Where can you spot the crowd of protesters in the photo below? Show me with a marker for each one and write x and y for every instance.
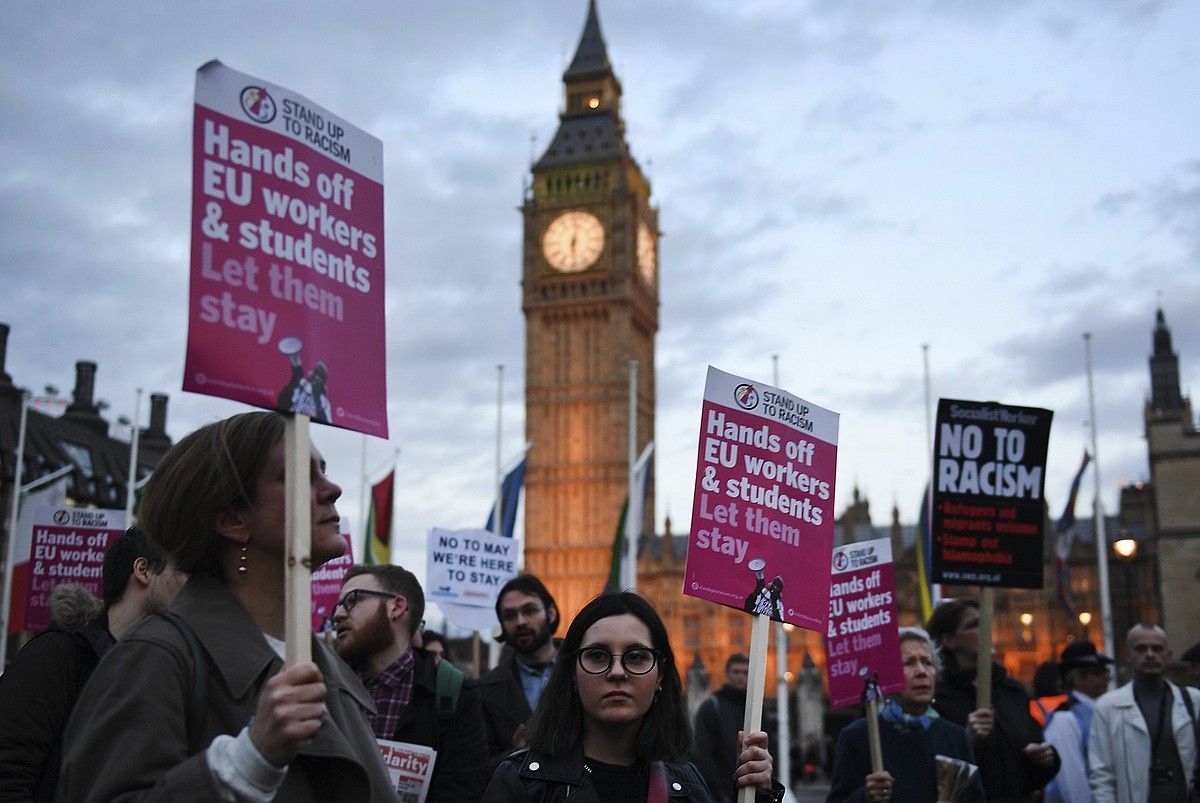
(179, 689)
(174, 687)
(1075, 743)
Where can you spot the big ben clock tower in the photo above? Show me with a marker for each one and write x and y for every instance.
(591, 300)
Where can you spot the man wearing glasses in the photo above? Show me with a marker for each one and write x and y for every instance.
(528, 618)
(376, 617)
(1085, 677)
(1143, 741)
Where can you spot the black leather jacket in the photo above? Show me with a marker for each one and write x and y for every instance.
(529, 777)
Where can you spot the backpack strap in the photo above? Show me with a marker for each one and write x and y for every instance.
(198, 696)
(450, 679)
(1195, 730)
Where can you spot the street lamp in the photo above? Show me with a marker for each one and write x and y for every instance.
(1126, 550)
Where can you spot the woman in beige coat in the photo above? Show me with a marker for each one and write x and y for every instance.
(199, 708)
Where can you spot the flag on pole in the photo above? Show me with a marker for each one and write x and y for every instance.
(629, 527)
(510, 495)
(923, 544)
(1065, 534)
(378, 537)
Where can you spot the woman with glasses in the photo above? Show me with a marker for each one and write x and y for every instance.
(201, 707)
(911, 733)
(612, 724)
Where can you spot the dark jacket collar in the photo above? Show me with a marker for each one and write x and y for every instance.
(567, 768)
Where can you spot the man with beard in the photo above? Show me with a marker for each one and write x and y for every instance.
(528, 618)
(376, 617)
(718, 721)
* * *
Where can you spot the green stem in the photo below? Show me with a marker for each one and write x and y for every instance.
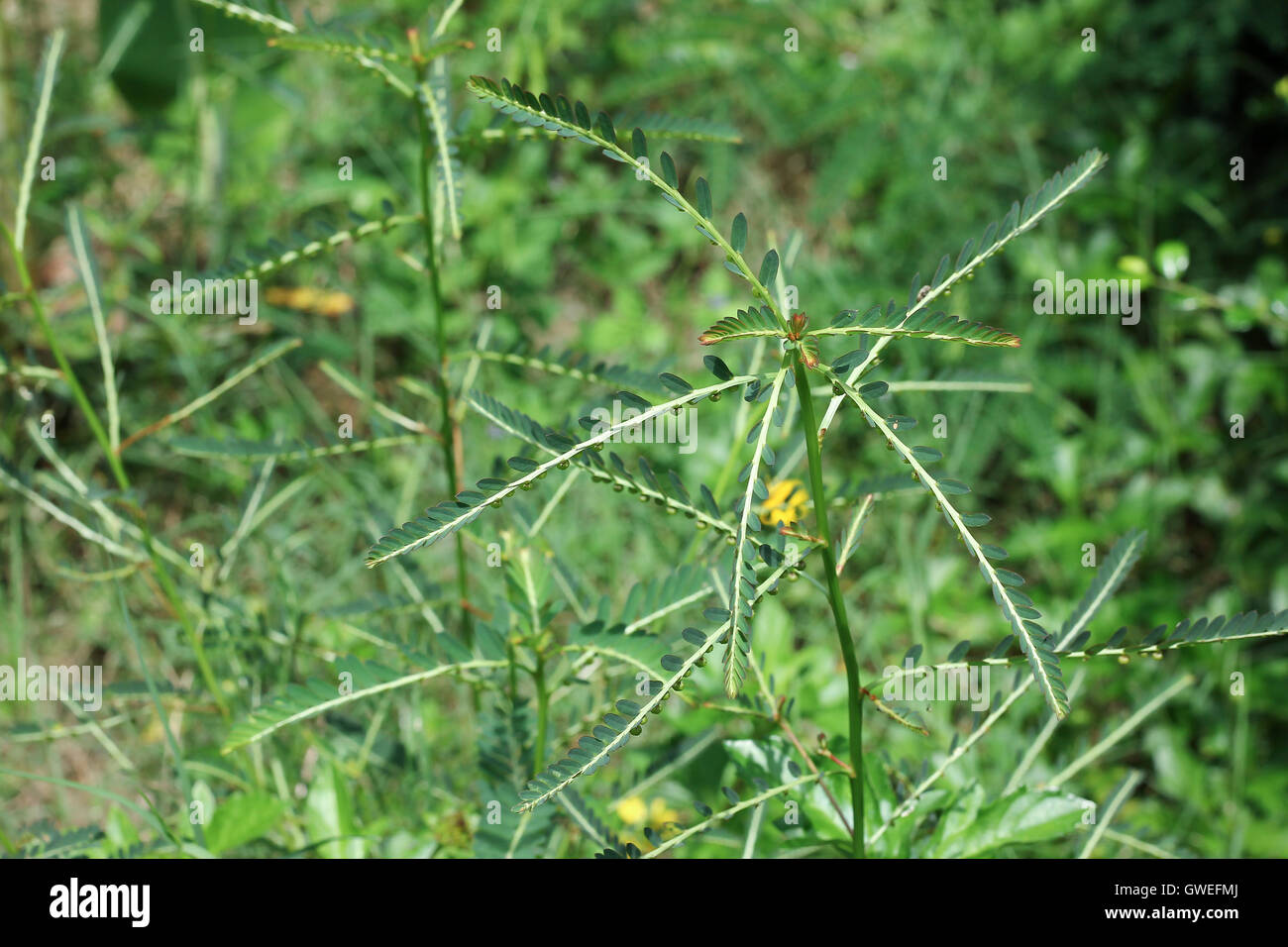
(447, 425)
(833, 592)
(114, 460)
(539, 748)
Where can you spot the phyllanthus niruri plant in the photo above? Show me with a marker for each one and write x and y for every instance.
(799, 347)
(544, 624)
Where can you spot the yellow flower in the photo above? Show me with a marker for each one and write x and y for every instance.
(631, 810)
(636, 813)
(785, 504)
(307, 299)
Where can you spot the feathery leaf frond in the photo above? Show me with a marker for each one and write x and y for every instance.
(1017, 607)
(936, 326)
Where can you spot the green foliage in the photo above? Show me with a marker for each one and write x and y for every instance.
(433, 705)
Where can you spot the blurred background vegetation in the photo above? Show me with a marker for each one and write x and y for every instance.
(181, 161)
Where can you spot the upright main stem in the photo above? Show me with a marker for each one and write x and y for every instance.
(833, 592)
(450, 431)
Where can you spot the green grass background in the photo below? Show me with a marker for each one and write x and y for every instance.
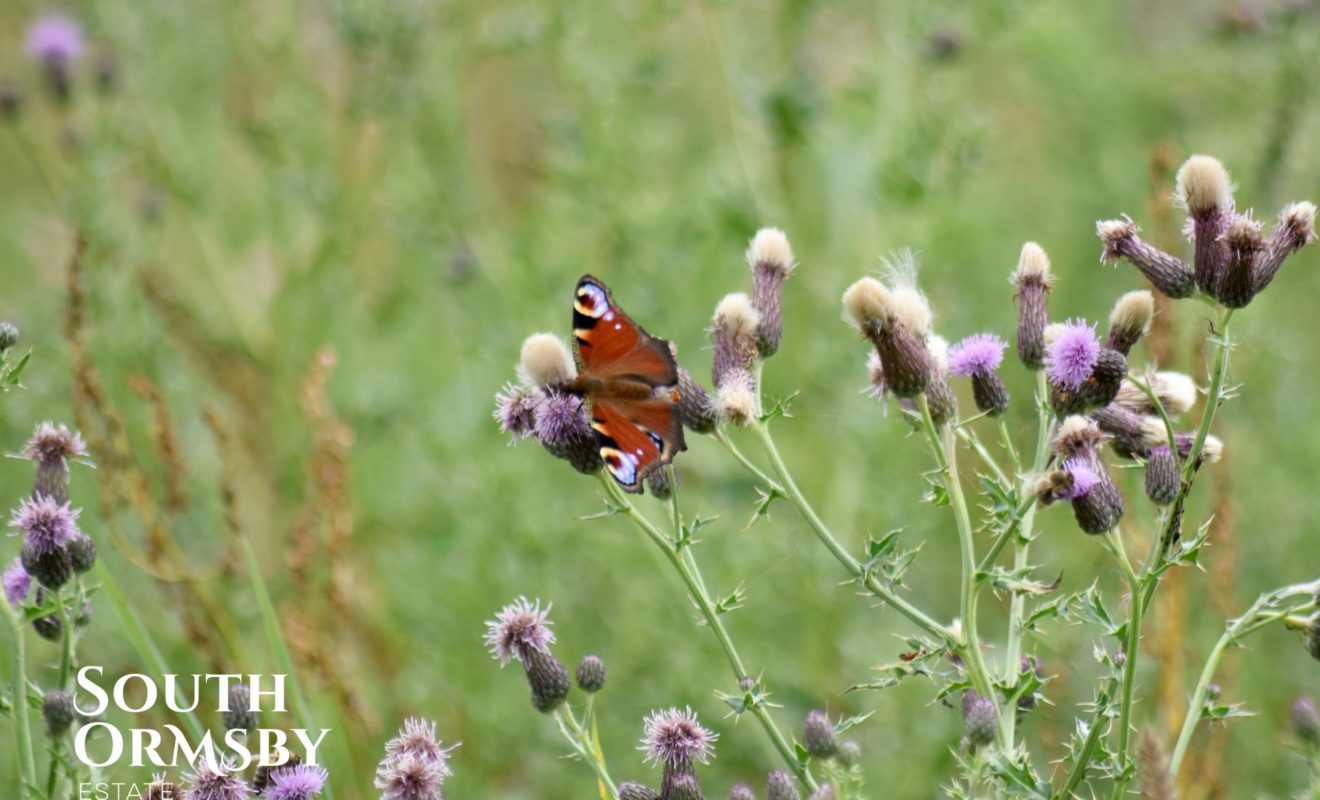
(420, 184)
==
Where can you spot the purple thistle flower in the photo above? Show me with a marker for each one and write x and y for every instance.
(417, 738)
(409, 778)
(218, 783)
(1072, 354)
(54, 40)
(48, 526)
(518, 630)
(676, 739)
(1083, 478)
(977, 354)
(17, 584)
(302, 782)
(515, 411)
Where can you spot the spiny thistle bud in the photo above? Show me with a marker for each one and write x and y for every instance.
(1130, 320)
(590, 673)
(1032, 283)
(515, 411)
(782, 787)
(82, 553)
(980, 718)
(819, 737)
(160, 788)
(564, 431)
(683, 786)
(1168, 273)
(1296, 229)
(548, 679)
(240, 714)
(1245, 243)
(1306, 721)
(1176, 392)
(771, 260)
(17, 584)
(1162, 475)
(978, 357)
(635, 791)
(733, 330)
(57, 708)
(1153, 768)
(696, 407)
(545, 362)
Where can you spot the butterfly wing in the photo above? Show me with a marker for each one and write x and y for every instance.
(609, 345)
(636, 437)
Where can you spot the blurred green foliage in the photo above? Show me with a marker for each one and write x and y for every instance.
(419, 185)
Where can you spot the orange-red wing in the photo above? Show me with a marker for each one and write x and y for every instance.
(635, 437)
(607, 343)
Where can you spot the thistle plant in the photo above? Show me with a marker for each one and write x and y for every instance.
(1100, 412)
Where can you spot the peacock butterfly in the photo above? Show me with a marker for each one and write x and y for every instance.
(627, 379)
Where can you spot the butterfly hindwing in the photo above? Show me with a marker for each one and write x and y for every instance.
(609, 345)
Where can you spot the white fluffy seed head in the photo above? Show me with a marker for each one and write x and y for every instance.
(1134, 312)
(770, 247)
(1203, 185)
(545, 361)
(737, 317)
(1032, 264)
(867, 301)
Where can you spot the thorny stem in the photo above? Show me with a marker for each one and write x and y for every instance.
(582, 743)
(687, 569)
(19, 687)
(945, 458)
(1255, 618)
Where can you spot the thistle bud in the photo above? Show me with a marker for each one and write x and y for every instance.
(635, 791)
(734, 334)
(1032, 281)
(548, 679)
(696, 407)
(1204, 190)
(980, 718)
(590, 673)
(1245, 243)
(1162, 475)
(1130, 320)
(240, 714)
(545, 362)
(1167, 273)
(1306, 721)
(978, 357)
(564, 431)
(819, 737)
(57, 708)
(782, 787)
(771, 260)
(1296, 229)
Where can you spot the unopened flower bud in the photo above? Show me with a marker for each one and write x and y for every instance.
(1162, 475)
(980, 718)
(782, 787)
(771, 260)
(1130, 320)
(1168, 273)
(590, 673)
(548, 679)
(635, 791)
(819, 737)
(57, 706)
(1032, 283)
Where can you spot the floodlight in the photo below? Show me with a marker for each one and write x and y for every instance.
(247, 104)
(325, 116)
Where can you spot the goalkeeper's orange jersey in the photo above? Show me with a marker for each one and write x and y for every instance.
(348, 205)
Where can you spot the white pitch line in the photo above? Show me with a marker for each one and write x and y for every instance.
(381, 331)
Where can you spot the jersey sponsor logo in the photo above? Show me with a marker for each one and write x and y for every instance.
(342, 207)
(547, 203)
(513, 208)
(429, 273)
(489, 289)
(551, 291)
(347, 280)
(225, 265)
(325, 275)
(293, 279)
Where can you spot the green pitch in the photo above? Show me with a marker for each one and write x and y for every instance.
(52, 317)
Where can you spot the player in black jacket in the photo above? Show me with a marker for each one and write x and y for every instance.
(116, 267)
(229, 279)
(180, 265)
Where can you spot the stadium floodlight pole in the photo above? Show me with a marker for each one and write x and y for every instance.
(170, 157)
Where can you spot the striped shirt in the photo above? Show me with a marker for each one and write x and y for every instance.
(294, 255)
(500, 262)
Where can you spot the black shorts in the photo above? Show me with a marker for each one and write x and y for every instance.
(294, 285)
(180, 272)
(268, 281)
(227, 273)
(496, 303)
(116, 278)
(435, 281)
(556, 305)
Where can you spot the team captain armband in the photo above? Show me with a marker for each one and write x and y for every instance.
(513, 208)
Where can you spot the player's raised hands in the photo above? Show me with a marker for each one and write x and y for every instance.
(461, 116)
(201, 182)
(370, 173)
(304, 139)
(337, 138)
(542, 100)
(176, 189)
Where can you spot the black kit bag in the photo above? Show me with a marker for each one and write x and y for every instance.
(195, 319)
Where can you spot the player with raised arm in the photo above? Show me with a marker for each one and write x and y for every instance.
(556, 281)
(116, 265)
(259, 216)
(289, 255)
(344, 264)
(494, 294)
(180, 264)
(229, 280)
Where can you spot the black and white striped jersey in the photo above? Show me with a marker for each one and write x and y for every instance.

*Exercise aim*
Your answer should be the lines above from the one containing "Where can you spot the team" through the one containing "Where can you spot the black and", copied exactly and with both ends kept.

*Exercise output*
Where can you spot the team captain armband in the photo above? Show me with a marker for each one and write x and y for every instance.
(513, 208)
Where can you spot the player's raised hands in the photo above? Show me with a marker for each one and write x and y for every instance.
(461, 116)
(201, 182)
(370, 173)
(304, 139)
(337, 138)
(542, 100)
(176, 189)
Where can you spot the black kit bag in the photo above? Show me with a marker for each one and write x and y for every instance.
(195, 319)
Where can you spot the player with raised arm in the photo above? Show me with a marker for each one and write x and y for every instance.
(556, 281)
(116, 265)
(259, 216)
(289, 255)
(344, 264)
(494, 294)
(180, 264)
(229, 280)
Where can you spot the black and white striped jersey in the photo above? Show me with a marker for each one and write x and y for every instance.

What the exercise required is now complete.